Output only the stretch of the listing that starts at the line containing "the wet sand" and ends at the line containing "x=396, y=135", reproduced exactly with both ends.

Information —

BEGIN

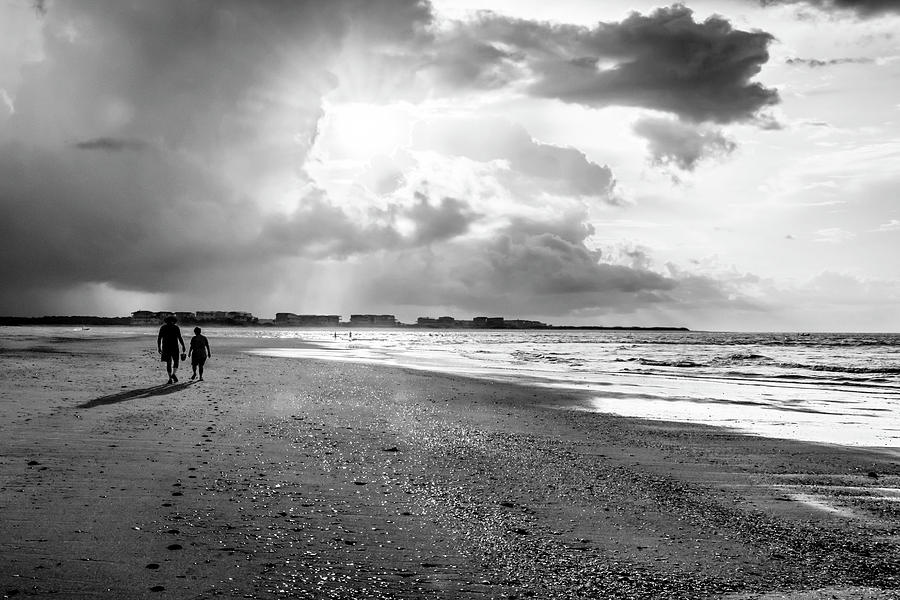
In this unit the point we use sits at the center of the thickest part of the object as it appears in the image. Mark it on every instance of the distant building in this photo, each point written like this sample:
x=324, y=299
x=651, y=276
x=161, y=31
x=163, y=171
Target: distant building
x=489, y=322
x=440, y=322
x=293, y=320
x=523, y=324
x=239, y=316
x=147, y=317
x=373, y=321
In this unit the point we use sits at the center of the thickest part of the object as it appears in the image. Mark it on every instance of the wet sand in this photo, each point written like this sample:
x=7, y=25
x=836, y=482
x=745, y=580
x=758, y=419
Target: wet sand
x=291, y=478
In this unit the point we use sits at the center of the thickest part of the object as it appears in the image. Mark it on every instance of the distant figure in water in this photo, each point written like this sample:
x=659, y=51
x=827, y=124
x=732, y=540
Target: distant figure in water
x=198, y=352
x=167, y=344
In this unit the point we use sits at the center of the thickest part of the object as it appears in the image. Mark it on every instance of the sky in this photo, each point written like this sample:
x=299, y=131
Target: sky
x=717, y=164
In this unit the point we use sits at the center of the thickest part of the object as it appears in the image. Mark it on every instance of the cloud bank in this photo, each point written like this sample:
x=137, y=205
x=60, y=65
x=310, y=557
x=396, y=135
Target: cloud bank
x=681, y=145
x=164, y=148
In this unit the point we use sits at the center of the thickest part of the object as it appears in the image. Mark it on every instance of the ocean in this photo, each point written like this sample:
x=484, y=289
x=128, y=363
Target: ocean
x=841, y=388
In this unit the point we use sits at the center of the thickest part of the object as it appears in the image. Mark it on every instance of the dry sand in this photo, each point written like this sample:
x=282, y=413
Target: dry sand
x=282, y=478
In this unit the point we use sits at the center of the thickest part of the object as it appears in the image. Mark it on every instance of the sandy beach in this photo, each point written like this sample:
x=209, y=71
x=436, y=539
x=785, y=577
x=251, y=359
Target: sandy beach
x=287, y=478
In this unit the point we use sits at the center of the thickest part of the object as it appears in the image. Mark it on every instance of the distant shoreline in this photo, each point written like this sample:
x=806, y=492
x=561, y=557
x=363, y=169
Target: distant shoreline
x=126, y=321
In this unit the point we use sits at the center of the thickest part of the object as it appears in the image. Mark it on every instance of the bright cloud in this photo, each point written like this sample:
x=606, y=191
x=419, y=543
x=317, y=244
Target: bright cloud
x=402, y=155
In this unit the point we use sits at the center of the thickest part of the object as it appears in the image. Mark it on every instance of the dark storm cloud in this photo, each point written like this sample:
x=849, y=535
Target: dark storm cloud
x=564, y=170
x=228, y=95
x=682, y=145
x=864, y=8
x=319, y=229
x=816, y=63
x=228, y=92
x=112, y=144
x=528, y=266
x=701, y=71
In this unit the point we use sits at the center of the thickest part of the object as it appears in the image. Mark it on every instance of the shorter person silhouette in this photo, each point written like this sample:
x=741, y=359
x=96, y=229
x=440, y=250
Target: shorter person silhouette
x=198, y=352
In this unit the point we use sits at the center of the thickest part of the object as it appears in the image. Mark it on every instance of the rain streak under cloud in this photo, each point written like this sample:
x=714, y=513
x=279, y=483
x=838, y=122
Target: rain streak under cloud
x=676, y=165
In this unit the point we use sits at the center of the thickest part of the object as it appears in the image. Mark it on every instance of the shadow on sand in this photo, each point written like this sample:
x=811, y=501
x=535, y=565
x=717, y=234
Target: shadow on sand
x=156, y=390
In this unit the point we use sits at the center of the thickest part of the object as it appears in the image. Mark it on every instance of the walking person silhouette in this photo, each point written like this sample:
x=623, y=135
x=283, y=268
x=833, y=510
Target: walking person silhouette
x=198, y=352
x=167, y=344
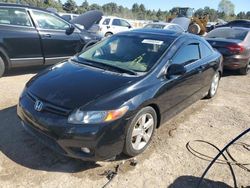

END

Output —
In this unit the point we use sits at the center of the thickest part of the object as it appears in the image. Mark it on every instance of the wet sand in this photo, each point written like this sample:
x=7, y=25
x=836, y=482
x=745, y=580
x=758, y=419
Target: wet sand
x=291, y=478
In this unit the point we use sits at the center of the thickest part of the object as it appears in the image. Mark it on every instance of the distant figure in water in this photo, each point written like this sample:
x=659, y=51
x=827, y=124
x=732, y=540
Target: distant figure in water
x=198, y=352
x=167, y=344
In this unit the point we use sits at the center of the thickest part of the object as it appears in the image. Mark it on every instance of the sky in this photo, each point written like this sample:
x=299, y=131
Target: sky
x=717, y=164
In this unit the point we use sits at the center of the thickest part of the object as it appears in the image. Mark it on every instance of the cloud bank in this photo, each point written like this sample:
x=137, y=205
x=60, y=65
x=310, y=557
x=396, y=135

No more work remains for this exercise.